▸ **Records for the task**:
- Opening Delimiter -

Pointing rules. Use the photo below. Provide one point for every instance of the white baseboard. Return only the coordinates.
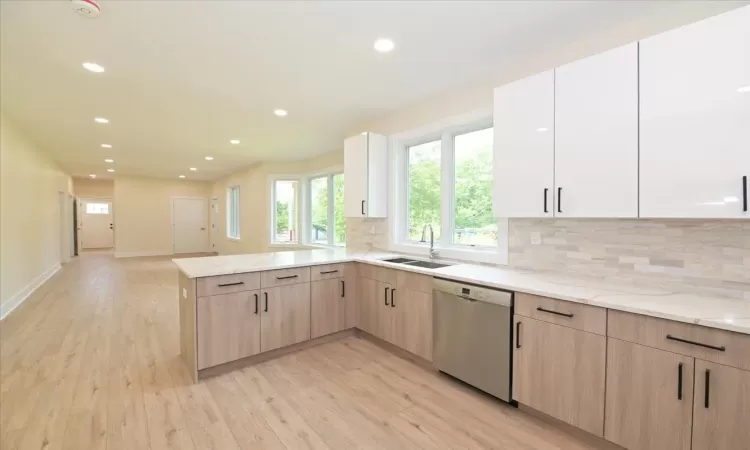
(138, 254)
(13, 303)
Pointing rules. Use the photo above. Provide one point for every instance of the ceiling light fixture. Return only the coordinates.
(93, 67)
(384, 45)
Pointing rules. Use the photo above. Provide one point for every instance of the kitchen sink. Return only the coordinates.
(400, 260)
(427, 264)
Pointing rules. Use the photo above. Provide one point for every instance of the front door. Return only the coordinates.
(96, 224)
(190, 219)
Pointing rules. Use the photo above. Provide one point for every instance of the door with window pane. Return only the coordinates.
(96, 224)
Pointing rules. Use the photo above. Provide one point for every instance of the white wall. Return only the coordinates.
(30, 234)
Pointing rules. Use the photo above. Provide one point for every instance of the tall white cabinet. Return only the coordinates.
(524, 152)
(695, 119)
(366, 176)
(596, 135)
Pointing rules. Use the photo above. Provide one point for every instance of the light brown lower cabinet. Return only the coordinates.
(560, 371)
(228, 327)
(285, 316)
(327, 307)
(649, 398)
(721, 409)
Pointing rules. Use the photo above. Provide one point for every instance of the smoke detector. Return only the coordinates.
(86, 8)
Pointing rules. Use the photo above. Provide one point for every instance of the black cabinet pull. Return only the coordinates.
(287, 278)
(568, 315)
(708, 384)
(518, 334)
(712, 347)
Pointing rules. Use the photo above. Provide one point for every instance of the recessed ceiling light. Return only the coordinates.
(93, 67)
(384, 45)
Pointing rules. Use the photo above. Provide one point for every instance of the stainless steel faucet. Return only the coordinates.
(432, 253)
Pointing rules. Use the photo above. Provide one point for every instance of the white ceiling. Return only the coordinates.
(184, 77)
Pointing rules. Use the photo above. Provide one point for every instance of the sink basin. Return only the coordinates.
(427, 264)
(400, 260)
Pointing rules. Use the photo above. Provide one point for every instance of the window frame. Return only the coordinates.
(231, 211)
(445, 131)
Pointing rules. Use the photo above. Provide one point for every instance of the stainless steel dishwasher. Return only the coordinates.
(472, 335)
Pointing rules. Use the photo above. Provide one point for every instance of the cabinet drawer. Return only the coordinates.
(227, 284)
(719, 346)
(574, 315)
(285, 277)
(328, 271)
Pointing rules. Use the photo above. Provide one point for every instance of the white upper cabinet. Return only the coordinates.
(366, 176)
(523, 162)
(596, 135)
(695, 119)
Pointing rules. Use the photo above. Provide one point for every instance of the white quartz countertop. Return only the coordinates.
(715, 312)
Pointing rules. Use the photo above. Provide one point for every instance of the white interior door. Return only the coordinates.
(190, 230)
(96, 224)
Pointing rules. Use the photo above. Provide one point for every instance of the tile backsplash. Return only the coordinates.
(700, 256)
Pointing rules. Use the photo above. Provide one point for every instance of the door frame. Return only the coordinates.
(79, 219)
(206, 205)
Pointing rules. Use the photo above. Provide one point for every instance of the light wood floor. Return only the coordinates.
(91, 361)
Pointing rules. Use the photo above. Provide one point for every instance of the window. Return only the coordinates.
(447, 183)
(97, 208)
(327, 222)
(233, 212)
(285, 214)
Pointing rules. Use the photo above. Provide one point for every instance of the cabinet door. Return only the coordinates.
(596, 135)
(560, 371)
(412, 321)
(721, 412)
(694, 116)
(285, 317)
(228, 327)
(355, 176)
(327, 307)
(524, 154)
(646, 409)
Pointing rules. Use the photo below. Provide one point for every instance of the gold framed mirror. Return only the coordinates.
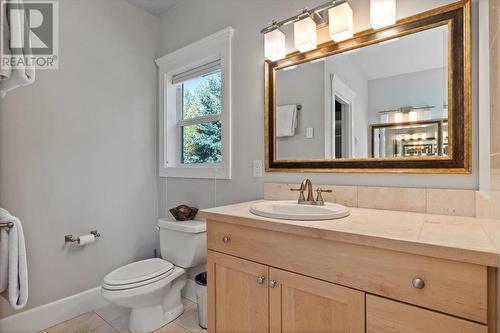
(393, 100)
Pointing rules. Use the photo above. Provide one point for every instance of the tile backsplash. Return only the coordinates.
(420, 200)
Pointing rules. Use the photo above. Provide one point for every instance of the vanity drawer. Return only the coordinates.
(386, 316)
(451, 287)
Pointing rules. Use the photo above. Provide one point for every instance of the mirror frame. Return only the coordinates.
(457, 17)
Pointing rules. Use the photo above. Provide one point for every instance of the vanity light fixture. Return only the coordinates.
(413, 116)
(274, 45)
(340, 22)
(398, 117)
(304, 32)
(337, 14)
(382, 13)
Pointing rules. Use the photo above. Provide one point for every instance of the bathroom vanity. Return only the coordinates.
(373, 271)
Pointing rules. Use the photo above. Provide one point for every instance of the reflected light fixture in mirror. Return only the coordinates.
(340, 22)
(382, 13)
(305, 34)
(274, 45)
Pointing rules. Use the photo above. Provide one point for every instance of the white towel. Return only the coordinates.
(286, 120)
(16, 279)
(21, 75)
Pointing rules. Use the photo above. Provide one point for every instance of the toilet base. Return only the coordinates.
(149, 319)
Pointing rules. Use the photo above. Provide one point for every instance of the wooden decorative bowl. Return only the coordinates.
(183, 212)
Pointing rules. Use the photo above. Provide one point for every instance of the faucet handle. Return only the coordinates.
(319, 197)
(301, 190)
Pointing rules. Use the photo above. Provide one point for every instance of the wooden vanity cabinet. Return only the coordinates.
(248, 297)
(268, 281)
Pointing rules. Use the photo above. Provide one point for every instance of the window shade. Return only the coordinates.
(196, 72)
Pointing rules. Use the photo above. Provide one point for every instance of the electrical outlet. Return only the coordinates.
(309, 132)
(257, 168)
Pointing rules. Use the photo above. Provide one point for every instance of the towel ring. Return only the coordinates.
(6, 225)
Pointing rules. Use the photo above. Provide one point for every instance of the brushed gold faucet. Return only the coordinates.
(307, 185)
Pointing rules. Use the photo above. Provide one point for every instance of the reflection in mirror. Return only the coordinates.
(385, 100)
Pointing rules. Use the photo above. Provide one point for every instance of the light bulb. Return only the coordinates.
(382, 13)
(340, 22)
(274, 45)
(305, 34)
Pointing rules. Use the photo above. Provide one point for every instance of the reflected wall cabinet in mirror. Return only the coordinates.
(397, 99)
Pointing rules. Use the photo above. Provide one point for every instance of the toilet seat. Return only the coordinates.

- Closing Delimiter -
- Opening Delimiter -

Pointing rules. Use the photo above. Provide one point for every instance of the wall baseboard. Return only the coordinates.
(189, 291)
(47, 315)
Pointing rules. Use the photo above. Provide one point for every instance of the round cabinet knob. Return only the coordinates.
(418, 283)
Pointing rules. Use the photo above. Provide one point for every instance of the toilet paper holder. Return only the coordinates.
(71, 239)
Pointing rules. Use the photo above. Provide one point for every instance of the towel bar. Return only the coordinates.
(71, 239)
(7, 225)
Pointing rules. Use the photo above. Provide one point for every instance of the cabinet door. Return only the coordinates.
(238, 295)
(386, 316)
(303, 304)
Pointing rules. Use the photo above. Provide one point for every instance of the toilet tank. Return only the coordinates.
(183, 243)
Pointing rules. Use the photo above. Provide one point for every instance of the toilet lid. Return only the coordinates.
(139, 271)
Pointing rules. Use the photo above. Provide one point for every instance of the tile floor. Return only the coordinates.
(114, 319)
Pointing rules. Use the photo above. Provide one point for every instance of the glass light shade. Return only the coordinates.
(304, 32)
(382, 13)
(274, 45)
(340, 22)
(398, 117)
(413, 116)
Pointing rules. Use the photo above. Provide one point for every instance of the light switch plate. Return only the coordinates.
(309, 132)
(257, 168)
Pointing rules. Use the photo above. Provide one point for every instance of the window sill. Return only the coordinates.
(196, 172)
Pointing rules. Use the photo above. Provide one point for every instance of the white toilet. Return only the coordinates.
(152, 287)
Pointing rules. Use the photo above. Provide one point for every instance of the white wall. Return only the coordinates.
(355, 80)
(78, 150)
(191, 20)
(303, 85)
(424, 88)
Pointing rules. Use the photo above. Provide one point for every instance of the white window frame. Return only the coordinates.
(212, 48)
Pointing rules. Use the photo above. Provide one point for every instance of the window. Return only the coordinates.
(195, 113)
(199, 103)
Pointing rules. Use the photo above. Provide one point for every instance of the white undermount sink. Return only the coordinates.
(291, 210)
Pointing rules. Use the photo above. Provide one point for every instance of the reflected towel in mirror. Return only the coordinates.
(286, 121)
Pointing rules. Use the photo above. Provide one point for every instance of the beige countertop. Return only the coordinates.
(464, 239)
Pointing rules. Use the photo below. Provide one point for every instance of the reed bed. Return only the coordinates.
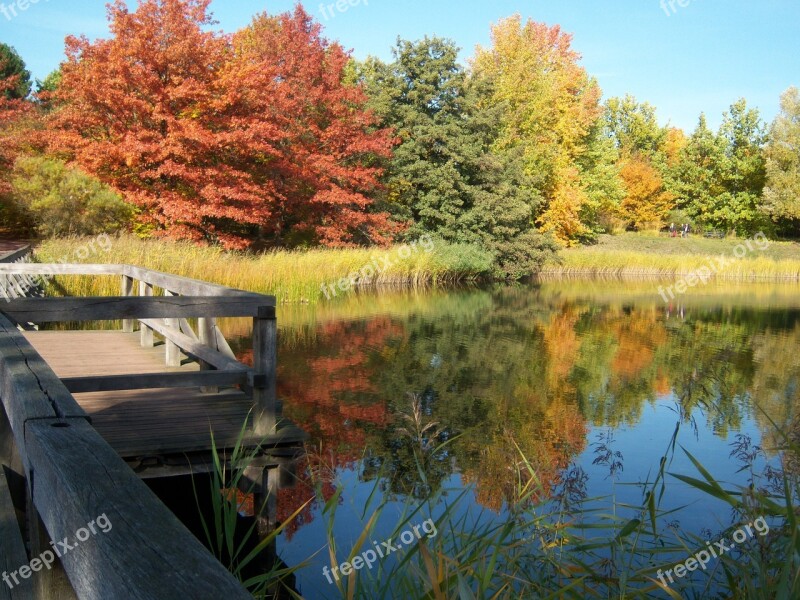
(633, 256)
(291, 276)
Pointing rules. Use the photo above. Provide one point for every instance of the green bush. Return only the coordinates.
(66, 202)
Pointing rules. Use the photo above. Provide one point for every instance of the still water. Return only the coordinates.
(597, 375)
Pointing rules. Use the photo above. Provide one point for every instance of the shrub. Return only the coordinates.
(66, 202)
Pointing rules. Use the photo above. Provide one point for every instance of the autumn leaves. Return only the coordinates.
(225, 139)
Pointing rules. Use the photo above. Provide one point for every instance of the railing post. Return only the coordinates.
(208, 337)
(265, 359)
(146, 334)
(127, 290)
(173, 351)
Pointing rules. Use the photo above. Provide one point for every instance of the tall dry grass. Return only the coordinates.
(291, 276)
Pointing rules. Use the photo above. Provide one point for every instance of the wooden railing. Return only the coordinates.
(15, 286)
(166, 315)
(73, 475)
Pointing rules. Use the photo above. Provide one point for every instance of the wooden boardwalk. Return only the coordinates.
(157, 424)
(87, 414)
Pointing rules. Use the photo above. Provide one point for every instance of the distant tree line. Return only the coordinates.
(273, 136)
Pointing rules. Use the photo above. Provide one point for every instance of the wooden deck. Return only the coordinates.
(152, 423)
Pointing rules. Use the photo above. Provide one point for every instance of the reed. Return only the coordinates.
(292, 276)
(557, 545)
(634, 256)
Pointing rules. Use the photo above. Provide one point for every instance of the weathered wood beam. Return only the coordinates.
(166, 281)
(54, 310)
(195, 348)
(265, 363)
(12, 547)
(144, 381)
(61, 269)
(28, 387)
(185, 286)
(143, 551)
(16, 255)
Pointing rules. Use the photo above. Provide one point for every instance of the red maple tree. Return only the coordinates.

- Closing Delimiter -

Among the records above, extract exactly the lines from the line with "cabinet in mirror. Return only the coordinates." to the line with "seat. Return only the coordinates.", both lines included, and leave out the rest.

Pointing rules. Use the photo above. Provide one point for every instance of the reflected wall cabinet in mirror. Return only the coordinates.
(397, 99)
Pointing rules. Use the photo above. Provide one point for every instance of the toilet seat. Return only the coordinates.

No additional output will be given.